SUPPLIED TEXT:
Remote control by Arduino phone DTMF (with SIM800)

The SIM800 module is great for making a simple phone and listening to the radio, but i noticed it also has a DTMF decoder onboard which allows us to control our Arduino remotely! DTMF are the ‘touchtone’ signals you can send over the phone line using the dialpad on your phone.

Below project uses an Arduino Uno and a SIM800 module to control some LED’s, a buzzer, and a 220V relay by calling the number of the SIM card and entering numbers on my phone’s dialpad.

I needed to configure the SIM module as follows:

• automatically pick up any incoming call after 1 ring: ATS0=1
• enable DTMF: AT+DDET=1,1000,0,0 (see AT commands datasheet for parameters)
• listen for incoming DTMF values on the Serial connection (format: +DTMF: x)

SOURCE EXCERPT:
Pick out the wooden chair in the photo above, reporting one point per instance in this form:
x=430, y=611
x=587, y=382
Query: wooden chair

OBJECTIVE:
Answer these questions about the SIM800 DTMF text:
(a) Which board does the project use together with the SIM800 module?
(b) Which AT command makes the module pick up an incoming call after one ring?
(c) In what format do incoming DTMF values appear on the Serial connection?

SOLUTION BELOW:
(a) An Arduino Uno.
(b) ATS0=1
(c) +DTMF: x